Путь, по которому вела меня судьба, весьма типичен для большинства того самого меньшинства духовно выпавших из идеологической системы, о ком сами мы не без горечи шутили: "И мир наш тесен, и слой наш тонок", когда поднимали тосты "за победу нашего безнадежного дела". "Дело" и вправду оказалось безнадежным во всех смыслах и отношениях, но разве стремление к безнадежному не путь открытий? И открытия были. По крайней мере, для меня.
К началу шестидесятых, честно озабоченный проблемой "исправления" или даже только "поправления" единственно прогрессивного общественного строя, я тем не менее именно в силу упомянутой озабоченности незаметно для прочих глаз, но с огорчением для себя постепенно втягивался в полулегальную форму существования. Про огорчение - не оговорка. Из детства в юность я вышел верноподданным и патриотичным. Слишком верноподданным и слишком патриотичным, чтобы не реагировать на все чаще замечаемое несоответствия существующего должному. Должному по отношению к Великой Идее, каковая, по моему пониманию, просто не имела права не быть совершенной.

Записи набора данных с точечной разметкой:
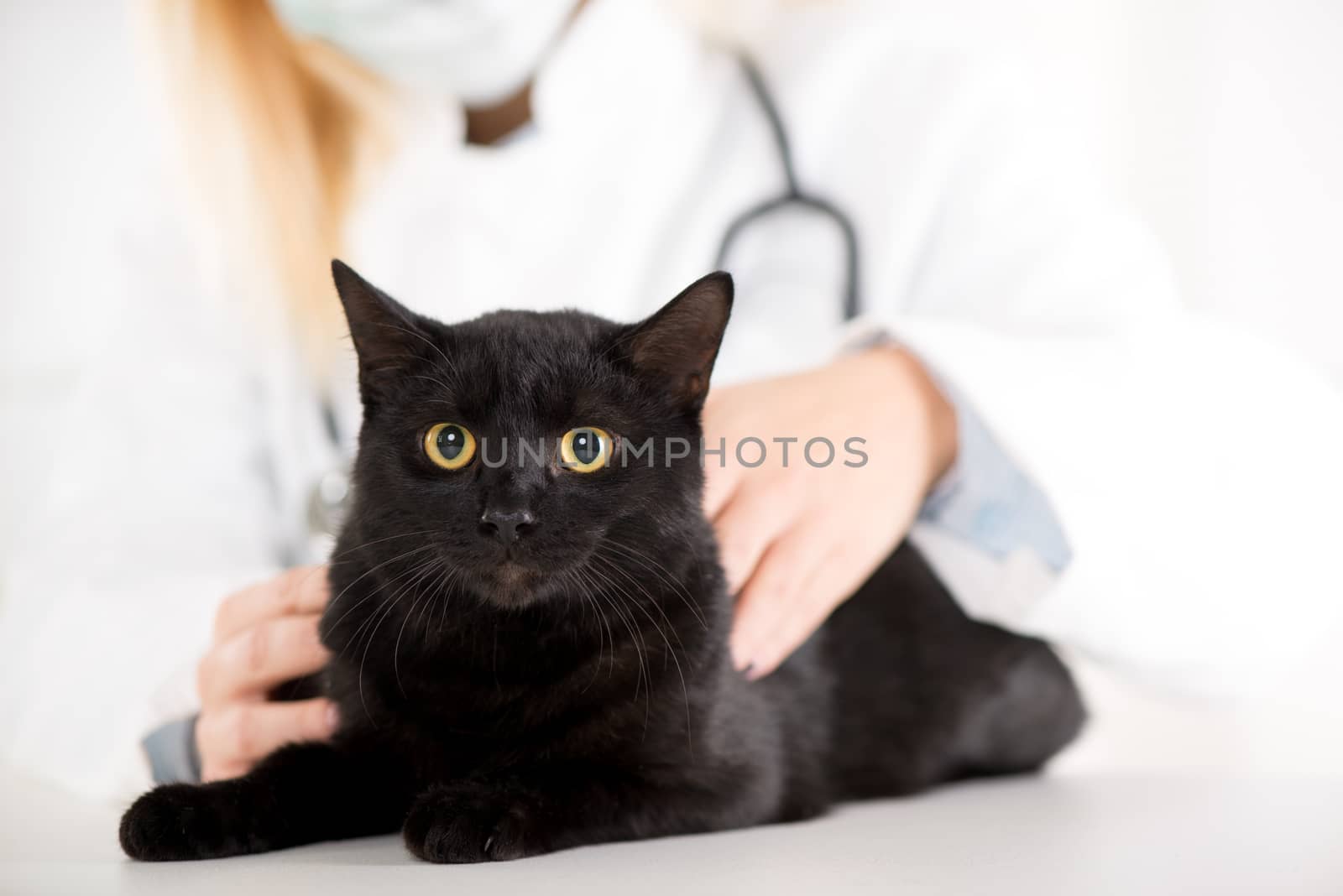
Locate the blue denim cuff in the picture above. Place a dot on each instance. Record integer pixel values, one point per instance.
(172, 752)
(989, 502)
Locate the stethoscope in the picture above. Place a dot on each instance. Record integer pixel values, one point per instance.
(329, 492)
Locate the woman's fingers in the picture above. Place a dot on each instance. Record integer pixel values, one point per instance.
(752, 518)
(257, 659)
(234, 738)
(299, 591)
(772, 595)
(826, 582)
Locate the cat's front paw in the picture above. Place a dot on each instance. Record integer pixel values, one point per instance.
(172, 822)
(470, 822)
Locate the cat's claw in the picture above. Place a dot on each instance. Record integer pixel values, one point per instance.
(469, 824)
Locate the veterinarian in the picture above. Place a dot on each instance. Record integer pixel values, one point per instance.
(1072, 450)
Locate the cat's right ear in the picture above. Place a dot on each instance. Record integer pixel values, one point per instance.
(387, 334)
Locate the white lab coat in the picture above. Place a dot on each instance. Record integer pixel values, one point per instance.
(1193, 467)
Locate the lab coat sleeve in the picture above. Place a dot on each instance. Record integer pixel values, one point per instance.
(158, 508)
(1192, 464)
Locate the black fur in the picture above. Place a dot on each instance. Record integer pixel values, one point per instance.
(574, 688)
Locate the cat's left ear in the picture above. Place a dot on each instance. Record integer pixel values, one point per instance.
(384, 331)
(680, 344)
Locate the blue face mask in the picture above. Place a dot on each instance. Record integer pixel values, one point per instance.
(481, 51)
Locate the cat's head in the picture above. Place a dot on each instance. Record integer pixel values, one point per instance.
(524, 455)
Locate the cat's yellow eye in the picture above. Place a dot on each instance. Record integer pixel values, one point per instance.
(586, 450)
(450, 445)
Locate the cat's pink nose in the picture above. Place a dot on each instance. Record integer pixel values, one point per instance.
(507, 526)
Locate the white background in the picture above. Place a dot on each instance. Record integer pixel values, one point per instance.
(1222, 120)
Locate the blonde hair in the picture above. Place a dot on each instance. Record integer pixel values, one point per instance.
(277, 136)
(280, 134)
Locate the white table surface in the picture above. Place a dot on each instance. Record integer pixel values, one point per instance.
(1074, 835)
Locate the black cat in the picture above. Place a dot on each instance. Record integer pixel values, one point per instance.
(528, 656)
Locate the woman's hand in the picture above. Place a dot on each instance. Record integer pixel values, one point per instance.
(798, 539)
(265, 636)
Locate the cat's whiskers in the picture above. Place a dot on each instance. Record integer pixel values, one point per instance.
(672, 652)
(661, 571)
(590, 591)
(364, 575)
(635, 638)
(380, 613)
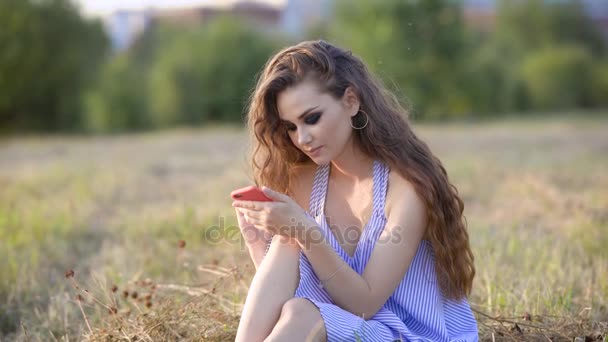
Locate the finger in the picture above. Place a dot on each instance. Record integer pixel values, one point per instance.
(251, 205)
(252, 215)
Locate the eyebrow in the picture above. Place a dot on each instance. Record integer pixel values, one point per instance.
(305, 112)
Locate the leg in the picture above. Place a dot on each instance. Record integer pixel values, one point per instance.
(273, 284)
(300, 320)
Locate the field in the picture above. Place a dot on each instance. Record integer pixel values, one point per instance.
(145, 223)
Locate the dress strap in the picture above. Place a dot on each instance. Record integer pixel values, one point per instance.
(381, 171)
(319, 190)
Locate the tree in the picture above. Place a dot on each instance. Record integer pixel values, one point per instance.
(48, 55)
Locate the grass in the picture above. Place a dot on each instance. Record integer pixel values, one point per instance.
(134, 213)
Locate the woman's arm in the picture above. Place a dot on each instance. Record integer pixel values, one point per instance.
(257, 241)
(363, 295)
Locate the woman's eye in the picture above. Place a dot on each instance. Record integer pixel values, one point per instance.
(312, 119)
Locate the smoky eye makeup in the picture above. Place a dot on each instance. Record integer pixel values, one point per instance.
(311, 119)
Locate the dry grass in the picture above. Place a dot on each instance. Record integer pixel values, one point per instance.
(136, 212)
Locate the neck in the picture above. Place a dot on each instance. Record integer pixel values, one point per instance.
(352, 165)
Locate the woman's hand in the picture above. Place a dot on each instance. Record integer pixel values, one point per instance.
(282, 216)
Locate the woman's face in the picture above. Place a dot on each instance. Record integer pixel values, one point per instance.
(317, 124)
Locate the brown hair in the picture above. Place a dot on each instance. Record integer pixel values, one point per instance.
(387, 137)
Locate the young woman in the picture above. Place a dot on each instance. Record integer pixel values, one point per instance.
(369, 241)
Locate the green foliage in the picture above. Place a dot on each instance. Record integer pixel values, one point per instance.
(558, 77)
(48, 55)
(118, 101)
(418, 45)
(175, 77)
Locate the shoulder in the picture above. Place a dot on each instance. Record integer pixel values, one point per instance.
(402, 200)
(301, 179)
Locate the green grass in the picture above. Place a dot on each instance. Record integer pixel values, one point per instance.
(115, 208)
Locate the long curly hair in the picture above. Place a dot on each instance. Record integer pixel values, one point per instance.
(387, 137)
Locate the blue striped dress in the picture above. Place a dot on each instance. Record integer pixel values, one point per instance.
(416, 311)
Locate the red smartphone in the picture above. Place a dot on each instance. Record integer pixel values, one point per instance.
(250, 193)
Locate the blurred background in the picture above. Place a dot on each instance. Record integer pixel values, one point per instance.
(121, 136)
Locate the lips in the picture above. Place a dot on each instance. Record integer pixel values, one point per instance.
(313, 150)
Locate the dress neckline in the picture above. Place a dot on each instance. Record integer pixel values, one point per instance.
(366, 227)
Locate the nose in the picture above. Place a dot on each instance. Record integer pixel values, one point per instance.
(304, 138)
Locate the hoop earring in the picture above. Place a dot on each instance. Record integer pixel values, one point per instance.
(366, 120)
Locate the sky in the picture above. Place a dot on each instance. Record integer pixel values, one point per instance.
(103, 7)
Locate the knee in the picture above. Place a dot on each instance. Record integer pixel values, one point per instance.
(296, 307)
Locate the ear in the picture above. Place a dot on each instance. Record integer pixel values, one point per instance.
(350, 100)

Задания:
**A.** Определите, соответствуют ли отрывку о выпавших из идеологической системы следующие утверждения: (i) тосты поднимали «за победу нашего безнадежного дела»; (ii) из детства в юность рассказчик вышел равнодушным к идеологии; (iii) слова об огорчении названы оговоркой. На каждое ответьте «да» или «нет» и приведите точную цитату из отрывка, которая это решает.
**B.** Измените в отрывке о выпавших из идеологической системы всё от «К началу шестидесятых, честно» и до «не быть совершенной.»: приведите этот фрагмент, заменив «полулегальную» на «нелегальную».
**C.** Продолжите отрывок о выпавших из идеологической системы, начав сразу после его последнего предложения.

Ответы:
**A.**
(i) Да: «когда поднимали тосты "за победу нашего безнадежного дела"».
(ii) Нет: «Из детства в юность я вышел верноподданным и патриотичным».
(iii) Нет: «Про огорчение - не оговорка».

**B.**
К началу шестидесятых, честно озабоченный проблемой "исправления" или даже только "поправления" единственно прогрессивного общественного строя, я тем не менее именно в силу упомянутой озабоченности незаметно для прочих глаз, но с огорчением для себя постепенно втягивался в нелегальную форму существования. Про огорчение - не оговорка. Из детства в юность я вышел верноподданным и патриотичным. Слишком верноподданным и слишком патриотичным, чтобы не реагировать на все чаще замечаемое несоответствия существующего должному. Должному по отношению к Великой Идее, каковая, по моему пониманию, просто не имела права не быть совершенной.

**C.**
Разговорчики, шепотки, затем кружки-кружочки, с каждым разом все менее безобидные, поскольку величины несоответствия росли и обнаруживались в не подозреваемых ранее сферах общесоветского бытия.
Воспитанный на примере фанатического трудолюбия семьи и на классической литературе, в которой добро если и не всегда побеждает, но, даже не торжествуя, все же не теряется из виду и остается в памяти и в сознании как конкретная реальность, достойная подражания, волевого напряжения и жертвы, если потребуется, - я готовился жить только по правде, презирая компромисс и всех, компромиссом живущих.
Скоро, однако ж, выяснилось, что так жить невозможно вовсе, что так можно только умирать. Умирать я не собирался. И первым моим подлинным жизненным компромиссом стала именно нелегальщина или, точнее полулегальщина, по сути - двойная жизнь. То есть окружающие меня люди разделились на две неравные части. С одними я жил и общался по их правилам, с другими - избранными, немногими - по своим, и постепенно утратилось понимание, какие из правил являются правилами жизни, а какие - правилами игры.
Одно помню: профессионально пошедший по традиционной семейной учительской стезе, в учительстве, а точнее и проще - в общении с детьми я чувствовал себя радостно и длил эту радость, сколько позволяли режимы общения. В общении я никогда не был ментором, но только старшим участником общения. И через десятилетия встречи с бывшими учениками, теперь уже предпенсионного возраста, - самое замечательное, что подарено мне в моей поздней осени.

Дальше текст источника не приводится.